» **Text block**
============================================================
Benchmark raises its first-ever growth fund as part of $2B capital raise
The legendary abandons its more than 20 year tradition of keeping its funds to about $425 million.
Benchmark Capital, the storied Silicon Valley VC firm known for early investments in eBay, Snap, Uber, and Twitter, is breaking with one of its signature traditions: keeping its funds to about $425 million and backing only young startups. After more than two decades of restricting its vehicles to that amount or lower, the outfit has closed on commitments of $2 billion across two new funds, including a $1.25 billion vehicle dedicated to later-stage investments, according to the Wall Street Journal.
While the fund sizes of many venture capital firms have ballooned into billions of dollars over the last decade, Benchmark stuck to the strategy that helped make it legendary. By being staunchly selective and taking a large—typically 20%—stake in every startup the firm backed, it maintained a model designed to maximize outsized returns for its limited partners.
However, Benchmark’s relatively small fund sizes have likely prevented the firm from investing in capital-intensive AI startups, particularly foundation model makers, whose round sizes often reach into hundreds of millions. As a result, the firm hasn’t invested in Anthropic, OpenAI, or any of the other capital-intensive AI labs, such as Periodic Labs, Reflection AI, or Recursive Superintelligence.
============================================================
» **Data under study**
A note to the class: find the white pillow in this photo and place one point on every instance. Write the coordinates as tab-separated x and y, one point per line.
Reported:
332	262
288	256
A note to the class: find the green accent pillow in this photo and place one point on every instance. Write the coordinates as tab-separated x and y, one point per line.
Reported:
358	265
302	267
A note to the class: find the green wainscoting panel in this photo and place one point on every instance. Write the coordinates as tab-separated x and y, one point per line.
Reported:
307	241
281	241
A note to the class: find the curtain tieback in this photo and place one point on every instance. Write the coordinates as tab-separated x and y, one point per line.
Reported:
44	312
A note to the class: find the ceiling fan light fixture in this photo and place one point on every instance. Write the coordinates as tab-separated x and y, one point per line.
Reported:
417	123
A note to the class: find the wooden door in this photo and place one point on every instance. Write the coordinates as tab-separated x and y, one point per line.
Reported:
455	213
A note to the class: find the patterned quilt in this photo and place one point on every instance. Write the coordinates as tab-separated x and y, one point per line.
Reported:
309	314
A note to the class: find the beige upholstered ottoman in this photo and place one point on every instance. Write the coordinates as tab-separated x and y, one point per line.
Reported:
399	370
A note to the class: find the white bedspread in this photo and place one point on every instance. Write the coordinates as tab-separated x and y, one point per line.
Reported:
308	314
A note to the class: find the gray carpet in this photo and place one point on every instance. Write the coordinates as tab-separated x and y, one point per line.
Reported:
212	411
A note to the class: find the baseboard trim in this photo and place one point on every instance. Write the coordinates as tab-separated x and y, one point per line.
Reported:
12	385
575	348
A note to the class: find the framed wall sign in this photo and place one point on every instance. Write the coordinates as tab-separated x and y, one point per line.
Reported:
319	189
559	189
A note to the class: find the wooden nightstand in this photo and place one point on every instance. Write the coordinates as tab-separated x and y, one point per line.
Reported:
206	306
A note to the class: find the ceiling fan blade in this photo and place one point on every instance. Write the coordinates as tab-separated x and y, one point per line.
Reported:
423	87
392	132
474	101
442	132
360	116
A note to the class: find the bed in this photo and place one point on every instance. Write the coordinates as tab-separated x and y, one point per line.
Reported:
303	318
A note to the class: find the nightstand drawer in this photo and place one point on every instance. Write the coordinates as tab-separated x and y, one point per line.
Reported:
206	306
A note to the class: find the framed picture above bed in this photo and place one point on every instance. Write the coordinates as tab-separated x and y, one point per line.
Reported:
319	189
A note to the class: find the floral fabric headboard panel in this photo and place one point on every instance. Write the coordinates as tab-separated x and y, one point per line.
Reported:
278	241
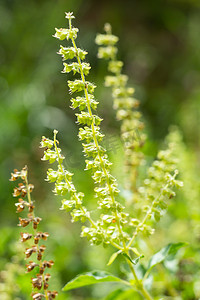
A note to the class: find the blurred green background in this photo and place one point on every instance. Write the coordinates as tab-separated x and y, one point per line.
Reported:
160	46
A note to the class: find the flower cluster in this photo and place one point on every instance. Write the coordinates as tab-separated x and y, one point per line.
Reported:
108	229
157	189
126	106
112	225
40	282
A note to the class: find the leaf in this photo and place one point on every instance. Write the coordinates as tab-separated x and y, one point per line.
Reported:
121	294
170	249
113	257
133	261
90	278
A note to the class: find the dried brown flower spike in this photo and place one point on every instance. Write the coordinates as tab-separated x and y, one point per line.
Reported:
41	281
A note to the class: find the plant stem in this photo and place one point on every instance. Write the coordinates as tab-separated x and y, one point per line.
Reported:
139	283
34	230
95	140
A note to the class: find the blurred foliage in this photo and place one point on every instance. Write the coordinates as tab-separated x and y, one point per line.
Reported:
160	46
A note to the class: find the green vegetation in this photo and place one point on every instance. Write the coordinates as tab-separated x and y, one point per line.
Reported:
143	241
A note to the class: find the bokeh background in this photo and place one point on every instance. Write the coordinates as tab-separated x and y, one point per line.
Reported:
160	47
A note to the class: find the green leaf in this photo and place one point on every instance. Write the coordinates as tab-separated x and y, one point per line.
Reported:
133	261
170	249
113	257
91	278
121	294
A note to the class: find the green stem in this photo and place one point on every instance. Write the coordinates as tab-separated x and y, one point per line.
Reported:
66	180
96	142
139	283
34	230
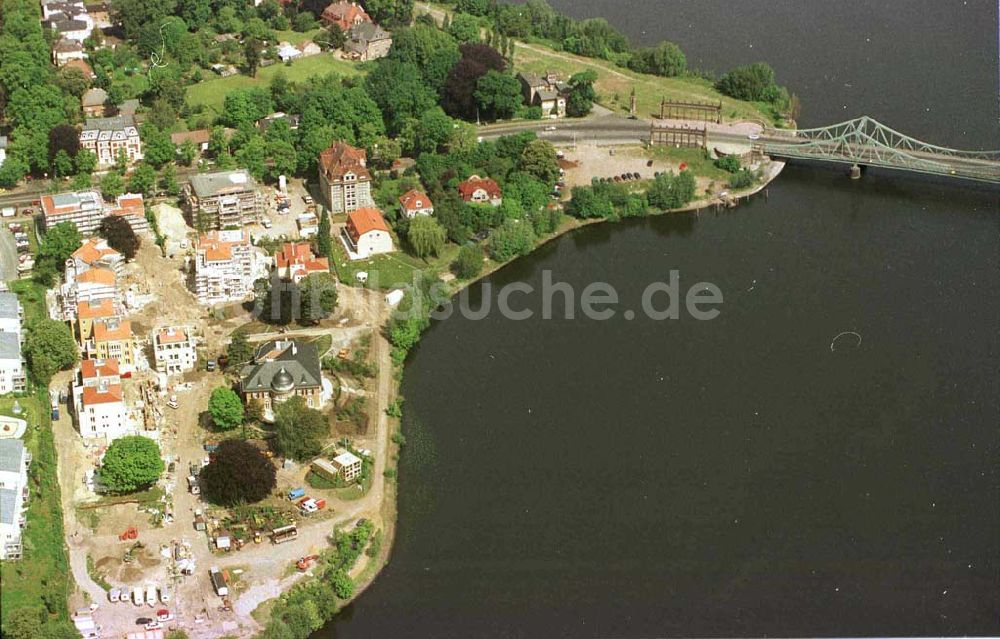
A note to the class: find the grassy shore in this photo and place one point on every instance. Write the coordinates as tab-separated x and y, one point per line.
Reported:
212	93
614	84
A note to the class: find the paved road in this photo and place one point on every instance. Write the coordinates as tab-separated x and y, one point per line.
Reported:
8	256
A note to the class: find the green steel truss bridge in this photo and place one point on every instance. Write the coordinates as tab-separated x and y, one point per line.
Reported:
866	142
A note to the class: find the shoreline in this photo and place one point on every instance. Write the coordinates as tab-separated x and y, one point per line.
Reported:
372	568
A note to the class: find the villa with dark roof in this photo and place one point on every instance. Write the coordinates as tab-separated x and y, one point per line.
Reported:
280	370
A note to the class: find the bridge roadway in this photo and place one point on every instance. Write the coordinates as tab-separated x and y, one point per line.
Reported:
615	129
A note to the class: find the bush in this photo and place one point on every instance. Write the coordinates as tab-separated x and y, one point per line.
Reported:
512	238
669	191
225	407
131	463
469	262
750	82
728	163
301	431
239	473
742	179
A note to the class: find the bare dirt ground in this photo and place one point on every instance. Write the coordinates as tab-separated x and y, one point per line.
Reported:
260	572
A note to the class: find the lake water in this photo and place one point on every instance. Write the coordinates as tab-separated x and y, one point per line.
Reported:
735	477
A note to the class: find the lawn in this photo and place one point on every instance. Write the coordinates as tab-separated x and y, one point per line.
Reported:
615	84
212	93
42	578
297	37
391	270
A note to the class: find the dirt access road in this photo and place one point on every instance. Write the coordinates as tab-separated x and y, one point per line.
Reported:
264	570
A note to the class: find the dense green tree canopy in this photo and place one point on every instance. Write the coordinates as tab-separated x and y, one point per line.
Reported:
49	347
225	407
301	431
120	236
131	463
239	473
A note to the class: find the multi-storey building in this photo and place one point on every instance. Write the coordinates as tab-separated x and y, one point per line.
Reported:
99	402
344	178
94	286
132	208
11	313
84	209
14	461
112	339
88	313
174	350
225	267
107	136
223	200
280	370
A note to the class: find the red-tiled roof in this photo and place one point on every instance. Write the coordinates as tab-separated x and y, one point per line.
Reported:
301	254
98	276
363	221
90	368
474	183
92	395
415	200
90	310
171	335
343	158
344	14
109	332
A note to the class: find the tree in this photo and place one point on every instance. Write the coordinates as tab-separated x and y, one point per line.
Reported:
400	93
539	160
131	463
112	185
751	82
240	473
63	137
239	351
59	243
432	51
251	55
168	181
142	180
498	95
318	298
225	407
343	585
469	262
72	81
335	37
426	236
157	148
62	164
464	28
458	97
120	236
582	94
86	161
301	431
512	238
324	243
665	59
669	191
187	152
431	132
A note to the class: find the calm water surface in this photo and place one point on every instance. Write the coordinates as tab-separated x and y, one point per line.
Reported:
735	477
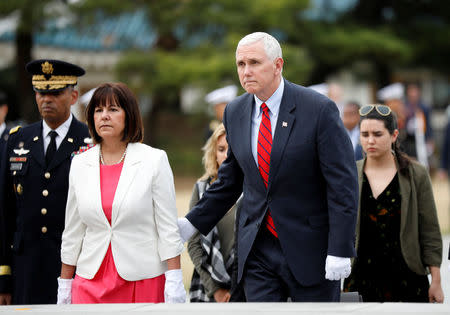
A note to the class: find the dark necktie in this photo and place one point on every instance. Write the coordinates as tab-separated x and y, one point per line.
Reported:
51	149
264	150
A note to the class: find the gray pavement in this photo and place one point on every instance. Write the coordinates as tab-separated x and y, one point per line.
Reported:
235	308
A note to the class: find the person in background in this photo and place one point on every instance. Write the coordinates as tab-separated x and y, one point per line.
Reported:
4	131
35	175
444	169
335	94
213	255
290	156
218	100
350	118
398	239
121	231
418	115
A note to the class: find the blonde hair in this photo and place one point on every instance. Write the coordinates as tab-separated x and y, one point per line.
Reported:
209	159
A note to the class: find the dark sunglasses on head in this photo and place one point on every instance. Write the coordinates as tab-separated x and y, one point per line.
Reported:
383	110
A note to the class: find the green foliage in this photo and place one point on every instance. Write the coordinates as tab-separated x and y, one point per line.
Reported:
342	45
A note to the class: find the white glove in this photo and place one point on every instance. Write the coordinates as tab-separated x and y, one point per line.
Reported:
174	291
64	291
186	229
337	268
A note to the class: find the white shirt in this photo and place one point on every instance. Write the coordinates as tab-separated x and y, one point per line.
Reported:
2	128
61	131
273	103
354	136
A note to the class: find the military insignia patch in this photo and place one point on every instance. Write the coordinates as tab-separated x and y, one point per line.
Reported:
21	151
17	159
47	67
14	130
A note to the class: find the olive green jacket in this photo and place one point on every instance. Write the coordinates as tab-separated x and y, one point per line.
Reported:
420	236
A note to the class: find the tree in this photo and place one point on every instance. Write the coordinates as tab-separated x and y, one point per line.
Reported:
195	43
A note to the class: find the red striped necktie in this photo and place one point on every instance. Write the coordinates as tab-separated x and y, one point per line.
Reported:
264	150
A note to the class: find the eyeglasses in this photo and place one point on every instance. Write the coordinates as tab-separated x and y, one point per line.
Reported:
383	110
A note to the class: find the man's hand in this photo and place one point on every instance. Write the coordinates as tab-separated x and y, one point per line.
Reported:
337	268
5	299
186	229
435	293
222	295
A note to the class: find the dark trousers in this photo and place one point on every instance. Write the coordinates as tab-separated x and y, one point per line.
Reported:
267	277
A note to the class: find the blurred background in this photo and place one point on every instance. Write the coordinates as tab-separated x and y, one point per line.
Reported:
173	52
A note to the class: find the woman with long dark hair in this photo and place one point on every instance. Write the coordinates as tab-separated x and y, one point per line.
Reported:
398	237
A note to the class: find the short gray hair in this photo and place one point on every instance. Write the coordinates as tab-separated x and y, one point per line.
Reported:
271	45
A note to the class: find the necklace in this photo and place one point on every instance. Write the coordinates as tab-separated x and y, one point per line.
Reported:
120	161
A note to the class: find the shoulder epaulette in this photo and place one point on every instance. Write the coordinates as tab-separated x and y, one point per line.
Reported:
14	130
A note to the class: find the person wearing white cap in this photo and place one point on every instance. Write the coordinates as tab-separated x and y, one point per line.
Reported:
218	99
412	134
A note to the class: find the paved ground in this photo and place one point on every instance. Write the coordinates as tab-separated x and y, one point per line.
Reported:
441	192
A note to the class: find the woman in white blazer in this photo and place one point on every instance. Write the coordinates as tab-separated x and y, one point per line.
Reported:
121	231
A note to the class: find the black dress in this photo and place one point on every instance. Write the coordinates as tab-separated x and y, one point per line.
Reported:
379	273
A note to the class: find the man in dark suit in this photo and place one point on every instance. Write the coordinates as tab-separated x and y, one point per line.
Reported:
291	157
35	172
4	130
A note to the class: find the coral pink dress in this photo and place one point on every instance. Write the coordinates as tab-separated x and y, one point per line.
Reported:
107	286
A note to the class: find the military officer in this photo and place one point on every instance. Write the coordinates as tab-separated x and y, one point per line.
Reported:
35	176
4	130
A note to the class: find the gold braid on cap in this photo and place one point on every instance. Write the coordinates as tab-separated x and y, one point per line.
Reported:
55	82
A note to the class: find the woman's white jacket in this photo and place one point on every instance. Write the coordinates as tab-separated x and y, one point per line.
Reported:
143	232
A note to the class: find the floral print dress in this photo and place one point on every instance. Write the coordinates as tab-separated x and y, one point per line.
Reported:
379	273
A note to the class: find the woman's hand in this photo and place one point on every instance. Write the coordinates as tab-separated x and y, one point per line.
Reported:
64	291
222	295
174	291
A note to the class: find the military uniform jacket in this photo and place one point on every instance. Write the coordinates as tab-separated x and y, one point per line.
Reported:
33	202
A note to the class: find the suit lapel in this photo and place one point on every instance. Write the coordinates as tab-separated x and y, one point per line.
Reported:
92	181
246	127
282	131
37	146
69	144
129	171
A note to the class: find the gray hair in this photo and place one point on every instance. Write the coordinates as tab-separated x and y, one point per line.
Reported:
271	45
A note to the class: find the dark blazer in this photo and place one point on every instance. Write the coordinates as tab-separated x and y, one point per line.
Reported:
32	209
3	139
420	235
312	190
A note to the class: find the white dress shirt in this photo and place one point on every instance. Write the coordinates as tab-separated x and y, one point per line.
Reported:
354	136
273	103
62	131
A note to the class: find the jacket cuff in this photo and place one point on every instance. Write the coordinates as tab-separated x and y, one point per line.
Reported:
5	284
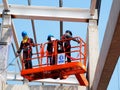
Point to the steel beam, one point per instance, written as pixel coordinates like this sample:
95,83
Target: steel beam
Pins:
50,13
93,50
110,50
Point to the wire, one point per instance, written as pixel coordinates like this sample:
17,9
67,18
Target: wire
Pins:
9,64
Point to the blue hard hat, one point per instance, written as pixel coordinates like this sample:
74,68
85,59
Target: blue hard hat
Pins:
49,36
24,33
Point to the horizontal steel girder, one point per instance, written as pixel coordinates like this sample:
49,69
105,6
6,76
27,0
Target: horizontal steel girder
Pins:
49,13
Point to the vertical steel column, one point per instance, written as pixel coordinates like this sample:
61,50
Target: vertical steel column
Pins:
61,23
93,52
6,36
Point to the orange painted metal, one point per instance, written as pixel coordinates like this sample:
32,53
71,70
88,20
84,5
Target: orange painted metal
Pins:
44,70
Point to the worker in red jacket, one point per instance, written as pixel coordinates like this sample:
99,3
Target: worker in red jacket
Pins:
26,46
51,57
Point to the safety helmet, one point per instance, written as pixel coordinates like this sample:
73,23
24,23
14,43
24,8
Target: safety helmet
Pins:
68,31
49,37
24,33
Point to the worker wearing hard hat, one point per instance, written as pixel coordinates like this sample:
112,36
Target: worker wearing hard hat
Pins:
67,45
51,57
26,46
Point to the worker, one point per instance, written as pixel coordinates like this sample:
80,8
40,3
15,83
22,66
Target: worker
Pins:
51,56
26,46
66,43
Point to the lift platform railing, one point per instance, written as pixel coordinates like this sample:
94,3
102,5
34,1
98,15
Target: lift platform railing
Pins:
78,53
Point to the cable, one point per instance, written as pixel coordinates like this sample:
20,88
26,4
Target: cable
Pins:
9,64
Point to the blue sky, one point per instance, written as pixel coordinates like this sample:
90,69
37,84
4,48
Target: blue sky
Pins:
44,27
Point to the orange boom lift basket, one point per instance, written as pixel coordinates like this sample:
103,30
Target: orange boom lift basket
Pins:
61,69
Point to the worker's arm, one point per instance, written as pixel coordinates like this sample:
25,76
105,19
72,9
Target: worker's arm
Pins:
20,49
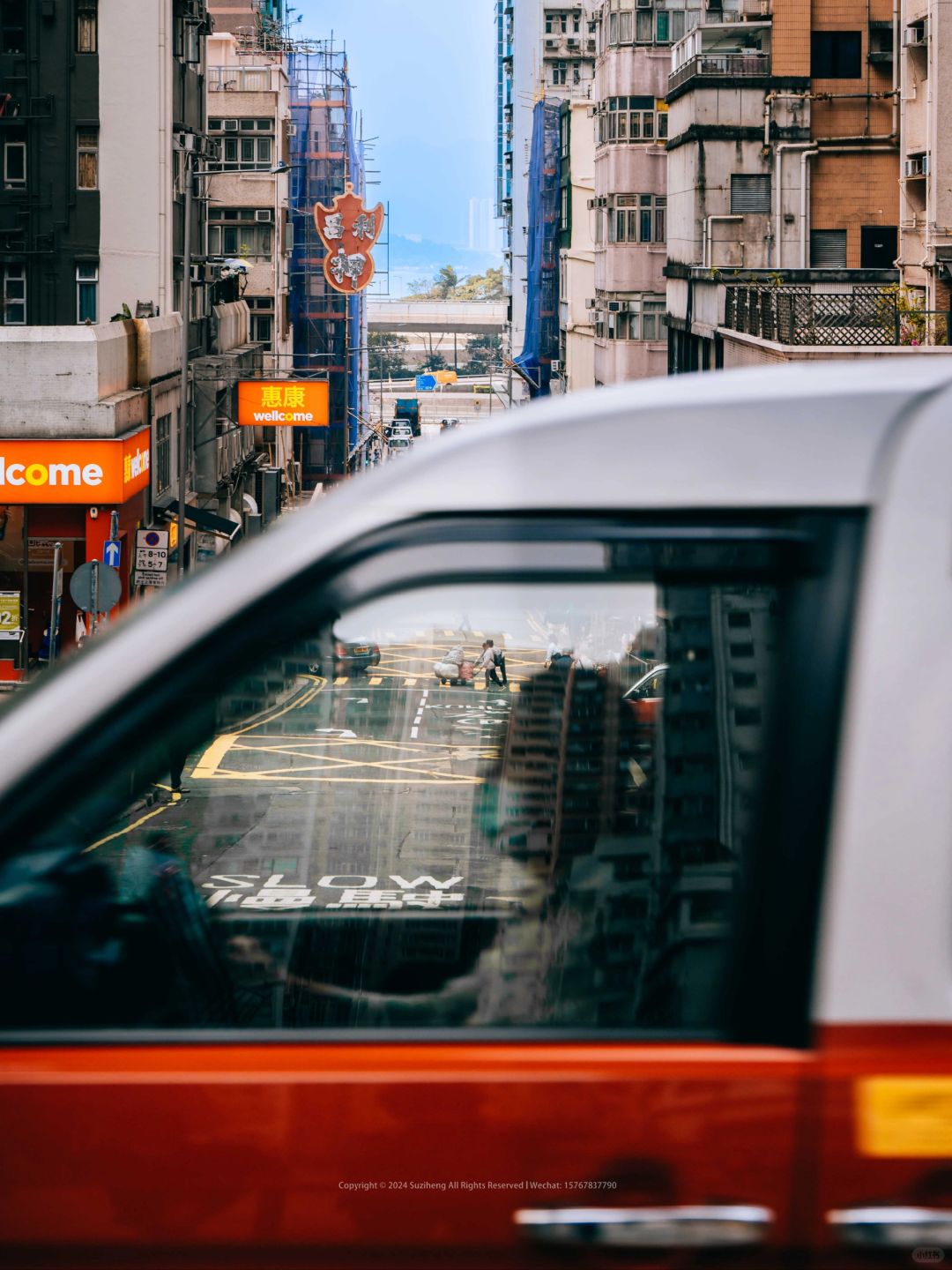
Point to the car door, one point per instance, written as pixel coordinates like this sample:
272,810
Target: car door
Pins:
883,1095
412,975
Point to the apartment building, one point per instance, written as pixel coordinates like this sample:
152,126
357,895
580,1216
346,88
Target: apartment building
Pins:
544,49
629,204
926,199
249,118
576,248
784,175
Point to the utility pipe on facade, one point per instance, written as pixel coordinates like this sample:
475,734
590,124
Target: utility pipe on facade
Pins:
709,222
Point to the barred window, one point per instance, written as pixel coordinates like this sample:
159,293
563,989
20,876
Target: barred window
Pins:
637,219
640,319
244,145
631,120
240,231
88,159
750,193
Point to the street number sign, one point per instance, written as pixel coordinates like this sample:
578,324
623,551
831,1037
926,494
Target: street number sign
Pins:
152,554
9,609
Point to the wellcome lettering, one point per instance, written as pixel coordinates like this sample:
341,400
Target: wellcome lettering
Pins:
74,471
49,474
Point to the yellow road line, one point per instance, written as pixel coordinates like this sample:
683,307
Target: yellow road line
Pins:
129,828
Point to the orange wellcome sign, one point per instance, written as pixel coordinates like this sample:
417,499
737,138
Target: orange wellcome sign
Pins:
300,404
74,471
348,230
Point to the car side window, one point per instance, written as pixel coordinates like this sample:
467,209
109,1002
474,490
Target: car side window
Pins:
390,825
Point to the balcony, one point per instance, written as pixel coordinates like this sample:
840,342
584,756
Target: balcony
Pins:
862,317
721,49
244,79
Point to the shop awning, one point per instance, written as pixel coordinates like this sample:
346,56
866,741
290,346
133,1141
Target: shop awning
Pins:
206,521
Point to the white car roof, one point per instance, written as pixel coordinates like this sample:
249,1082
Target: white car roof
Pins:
799,436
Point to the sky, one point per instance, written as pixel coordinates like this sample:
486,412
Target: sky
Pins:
424,78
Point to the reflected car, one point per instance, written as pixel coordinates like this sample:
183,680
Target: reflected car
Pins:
351,657
643,696
401,977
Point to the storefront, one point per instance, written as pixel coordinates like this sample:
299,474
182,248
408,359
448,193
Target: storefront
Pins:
66,492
============================================================
» **Required action 1**
List the companies that the article about Benchmark's fundraise names as the firm's early investments.
» **Required action 2**
In the article about Benchmark's fundraise, rewrite the paragraph beginning "While the fund sizes of many venture capital firms" in shorter form, keeping its main facts.
» **Required action 3**
Pick up the article about Benchmark's fundraise after its last sentence and keep writing it.
The items come from a different source than the article about Benchmark's fundraise.

» **Result 1**
eBay, Snap, Uber, Twitter

» **Result 2**
As many venture capital firms' funds grew into the billions over the last decade, Benchmark kept the strategy that made it legendary. It stayed highly selective and took a large stake, typically 20%, in each startup it backed, aiming to maximize outsized returns for its limited partners.

» **Result 3**
Where Benchmark has placed AI bets, the results have been mixed. The firm led a $75 million round in Manus, a Singapore-based AI agent platform that hit $100 million in annual recurring revenue within eight months of launching. When Meta agreed to acquire Manus for roughly $2 billion late last year, it looked like another Benchmark winner in the making. But Chinese regulators — arguing the company, which was founded in China before relocating to Singapore, had violated export control laws — blocked the deal in April, leaving Benchmark’s stake in limbo.
Benchmark’s new $750 million early-stage fund will give the firm more flexibility to write checks in an environment where early-stage valuations have skyrocketed. While the firm has traditionally backed companies at the Series A stage, Benchmark has recently given itself more flexibility to invest in companies at other early stages of development.
In recent months, Benchmark backed two Series B startups: Gumloop, a platform that allows enterprises to create AI agents without writing code, and Monaco, an AI-native sales and CRM platform.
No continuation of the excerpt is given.